[Excerpt — start]

With this brain implant, Dr. Moses said, specialists are able to record neural activity from the cortex as Ann tries to speak, and they directly translate those into her intended words, bypassing her paralysis entirely.

He further explained how this works:

“We do this by first creating AI models trained on neural data as she tries to silently say many sentences — she does not actually vocalize as she’s trying to say these; she’s trying her best to ‘mouth’ the words in the sentences. By enabling the AI models to learn the mapping between the brain activity and the intended speech, we can then subsequently use these models in real-time to decode her brain activity into speech. The models use flexible intermediate representations of speech internally, which enables the decoder to output sentences that she didn’t try to say during training.”

Giving Ann a ‘voice’

Ann received a brain implant with 253 electrodes placed on specific surface areas of the brain critical for speech. A cable connects the brain implant to computers.

For weeks, Ann worked with researchers to train the artificial intelligence algorithms to recognize and respond to her unique brain signals for speech.

Researchers also created a digital avatar of Ann through software that simulates and animates facial muscle movements.

Using machine learning, they were able to mesh the software with signals coming from Ann’s brain and convert them into movements on her avatar’s face, showing both speech and facial expressions.

Additionally, the scientists were able to use footage from a pre-injury video to recreate Ann’s actual voice. This way, when she speaks through the digital avatar, it is her voice and not a default computerized voice.

Next steps in the research

When asked what the next steps on this new technology would be, Dr. Moses said there are many avenues for improvement.

“For the hardware, a wireless version is needed to improve feasibility as a clinical solution,” he noted.

[Excerpt — finish]
[Information — start]

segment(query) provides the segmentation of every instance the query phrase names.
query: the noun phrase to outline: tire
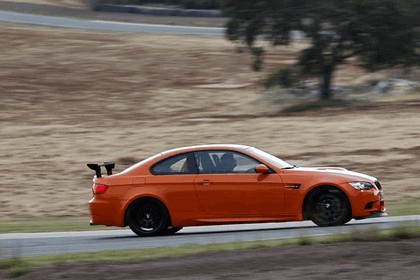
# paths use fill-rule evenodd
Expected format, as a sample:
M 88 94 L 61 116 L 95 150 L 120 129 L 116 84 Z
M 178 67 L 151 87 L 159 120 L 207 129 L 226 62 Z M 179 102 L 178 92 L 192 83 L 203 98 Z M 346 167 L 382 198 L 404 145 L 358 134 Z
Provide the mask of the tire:
M 316 189 L 306 203 L 309 219 L 318 226 L 338 226 L 351 220 L 350 202 L 339 189 Z
M 183 229 L 182 227 L 168 227 L 166 230 L 164 230 L 164 235 L 173 235 Z
M 169 214 L 158 201 L 140 200 L 129 207 L 127 224 L 138 236 L 161 235 L 168 228 Z

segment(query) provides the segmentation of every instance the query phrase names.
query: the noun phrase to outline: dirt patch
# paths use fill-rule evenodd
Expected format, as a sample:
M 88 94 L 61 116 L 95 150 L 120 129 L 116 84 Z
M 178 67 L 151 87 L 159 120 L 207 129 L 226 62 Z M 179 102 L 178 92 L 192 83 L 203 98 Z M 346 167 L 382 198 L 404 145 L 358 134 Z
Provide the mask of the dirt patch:
M 41 267 L 14 279 L 415 279 L 420 240 L 346 242 Z M 3 275 L 1 274 L 3 273 Z M 8 279 L 0 270 L 0 277 Z
M 301 44 L 268 51 L 257 73 L 249 54 L 218 37 L 7 24 L 0 36 L 2 217 L 87 216 L 86 163 L 116 161 L 118 172 L 206 143 L 351 168 L 378 177 L 387 201 L 420 198 L 420 96 L 372 93 L 362 107 L 281 115 L 293 101 L 273 101 L 261 81 L 293 63 Z M 348 65 L 335 82 L 361 75 Z

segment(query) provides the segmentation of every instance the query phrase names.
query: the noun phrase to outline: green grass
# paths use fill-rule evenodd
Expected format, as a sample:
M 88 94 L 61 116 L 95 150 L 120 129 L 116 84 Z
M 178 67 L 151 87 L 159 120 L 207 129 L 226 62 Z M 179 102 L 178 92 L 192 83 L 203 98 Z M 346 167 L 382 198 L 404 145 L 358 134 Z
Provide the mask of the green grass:
M 9 270 L 11 276 L 25 274 L 33 267 L 43 265 L 62 265 L 80 262 L 116 262 L 141 261 L 164 257 L 180 257 L 222 251 L 255 250 L 280 247 L 285 245 L 311 246 L 315 244 L 331 244 L 337 242 L 371 242 L 397 241 L 402 239 L 420 238 L 420 227 L 399 227 L 390 230 L 371 230 L 353 232 L 351 234 L 336 234 L 322 237 L 299 237 L 286 240 L 234 242 L 227 244 L 188 245 L 182 247 L 164 247 L 152 249 L 109 250 L 91 253 L 61 254 L 39 257 L 14 257 L 0 259 L 0 269 Z M 1 253 L 1 252 L 0 252 Z
M 385 202 L 390 216 L 420 215 L 420 200 Z M 121 229 L 118 227 L 90 226 L 89 217 L 0 219 L 0 233 L 89 231 Z

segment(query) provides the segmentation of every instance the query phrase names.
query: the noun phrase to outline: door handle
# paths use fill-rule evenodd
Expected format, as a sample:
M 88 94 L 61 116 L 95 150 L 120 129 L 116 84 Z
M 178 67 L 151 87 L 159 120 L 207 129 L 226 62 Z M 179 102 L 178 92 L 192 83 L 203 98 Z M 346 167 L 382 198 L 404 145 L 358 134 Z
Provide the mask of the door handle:
M 210 181 L 210 180 L 203 180 L 203 181 L 200 181 L 198 183 L 201 184 L 201 185 L 203 185 L 203 186 L 210 186 L 210 185 L 213 184 L 213 182 Z

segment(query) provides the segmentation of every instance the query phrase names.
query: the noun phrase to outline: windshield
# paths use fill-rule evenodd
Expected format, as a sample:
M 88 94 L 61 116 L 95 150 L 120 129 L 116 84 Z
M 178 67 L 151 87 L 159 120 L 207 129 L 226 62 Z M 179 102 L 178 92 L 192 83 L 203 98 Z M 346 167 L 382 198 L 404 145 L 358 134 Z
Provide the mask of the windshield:
M 258 156 L 259 158 L 261 158 L 262 160 L 278 167 L 278 168 L 293 168 L 293 165 L 291 165 L 290 163 L 285 162 L 284 160 L 279 159 L 278 157 L 275 157 L 269 153 L 266 153 L 260 149 L 251 147 L 247 149 L 248 151 L 250 151 L 251 153 L 253 153 L 254 155 Z

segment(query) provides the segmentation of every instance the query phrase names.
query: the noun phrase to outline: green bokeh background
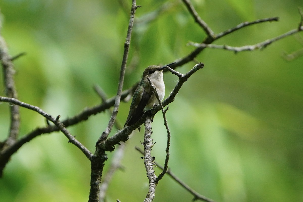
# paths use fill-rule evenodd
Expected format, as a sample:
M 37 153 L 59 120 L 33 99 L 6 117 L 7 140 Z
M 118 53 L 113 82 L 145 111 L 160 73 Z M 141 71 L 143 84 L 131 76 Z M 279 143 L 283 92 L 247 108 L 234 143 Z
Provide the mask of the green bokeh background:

[Information — finish]

# [Tasks for this exercise]
**A.** Answer these questions using the text about Ann's brain implant:
(i) How many electrodes did Ann's brain implant have?
(ii) What did the scientists use to recreate Ann's actual voice?
(iii) According to Dr. Moses, what is needed for the hardware to improve feasibility as a clinical solution?
**B.** Print everything in the text about Ann's brain implant from "Additionally, the scientists" down to "avenues for improvement.".

# [Expected outputs]
**A.**
(i) 253 electrodes.
(ii) Footage from a pre-injury video.
(iii) A wireless version.

**B.**
Additionally, the scientists were able to use footage from a pre-injury video to recreate Ann’s actual voice. This way, when she speaks through the digital avatar, it is her voice and not a default computerized voice.

Next steps in the research

When asked what the next steps on this new technology would be, Dr. Moses said there are many avenues for improvement.